## [INFORMATION SUPPLIED]
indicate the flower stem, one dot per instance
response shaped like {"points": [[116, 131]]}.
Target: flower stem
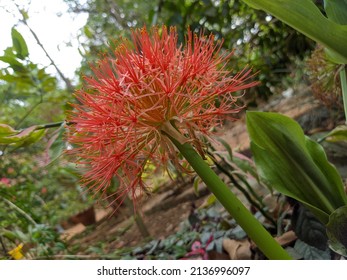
{"points": [[255, 230], [344, 90]]}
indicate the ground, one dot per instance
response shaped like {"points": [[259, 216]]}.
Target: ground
{"points": [[164, 211]]}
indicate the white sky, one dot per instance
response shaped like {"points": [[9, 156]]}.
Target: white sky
{"points": [[58, 34]]}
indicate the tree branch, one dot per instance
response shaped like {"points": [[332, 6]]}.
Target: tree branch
{"points": [[60, 73]]}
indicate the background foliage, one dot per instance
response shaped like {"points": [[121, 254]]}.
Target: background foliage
{"points": [[35, 196]]}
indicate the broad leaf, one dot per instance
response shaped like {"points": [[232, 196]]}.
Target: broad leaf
{"points": [[308, 229], [336, 10], [305, 16], [293, 164]]}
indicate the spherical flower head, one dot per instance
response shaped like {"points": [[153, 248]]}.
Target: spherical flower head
{"points": [[150, 87]]}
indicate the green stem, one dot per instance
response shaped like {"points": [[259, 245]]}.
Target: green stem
{"points": [[255, 230], [344, 90]]}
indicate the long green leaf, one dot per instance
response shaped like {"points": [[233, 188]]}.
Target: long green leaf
{"points": [[304, 16], [19, 44], [293, 164], [336, 10]]}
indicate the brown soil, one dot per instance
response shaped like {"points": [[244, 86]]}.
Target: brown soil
{"points": [[163, 212]]}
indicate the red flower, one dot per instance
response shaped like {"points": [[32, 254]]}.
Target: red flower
{"points": [[147, 85]]}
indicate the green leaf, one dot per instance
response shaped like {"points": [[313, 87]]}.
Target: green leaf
{"points": [[19, 44], [197, 181], [337, 230], [293, 164], [13, 62], [27, 136], [305, 16], [338, 134], [6, 130], [336, 10], [308, 229]]}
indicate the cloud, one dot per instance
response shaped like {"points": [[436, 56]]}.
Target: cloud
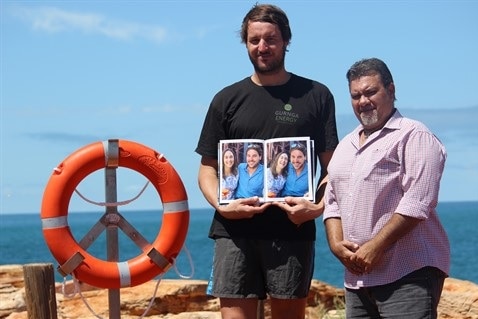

## [DO THIS]
Copy out every line of the entries from the line containing "indicate the background" through the end of the entries, requests included, scaling each point coordinate in the answers by 0.65 and rounding it to a whole number, with halves rounded up. Leave the numbers in the requests and their format samples unchanged, and omit the pictures.

## [OUTPUT BELOW]
indicate the background foliage, one dot per instance
response shaped like {"points": [[121, 254]]}.
Target: background foliage
{"points": [[23, 127]]}
indicate the broad leaf, one dot per instance
response shaped like {"points": [[232, 196]]}.
Target: broad leaf
{"points": [[200, 149], [218, 7], [198, 10], [190, 107]]}
indicate the spherical flower head, one dot per instance
response shaped like {"points": [[153, 248]]}.
Target: spherical flower head
{"points": [[98, 57]]}
indicate the green stem, one dot per instance
response shaped like {"points": [[259, 245]]}.
Target: green stem
{"points": [[166, 150], [224, 59]]}
indicate the long green leaf, one dot per instance
response shaped like {"points": [[233, 188]]}.
Target: long green leaf
{"points": [[198, 10], [12, 29], [190, 107], [218, 7]]}
indicate the brown soil, one dot per instance
response shaped like {"points": [[244, 86]]}.
Target: brown soil
{"points": [[106, 138]]}
indicate the red flower, one dot per instance
response shaped like {"points": [[32, 254]]}.
Target: red flower
{"points": [[96, 55]]}
indicate the green leaf, one dot per instance
response shaped like {"points": [[313, 87]]}.
Target: green leaf
{"points": [[12, 29], [128, 118], [219, 150], [190, 107], [8, 40], [18, 88], [198, 10], [220, 87], [4, 85], [218, 7], [200, 149]]}
indicate the cloud, one dot per instance
response shaped like {"points": [[436, 56]]}.
Target: cloud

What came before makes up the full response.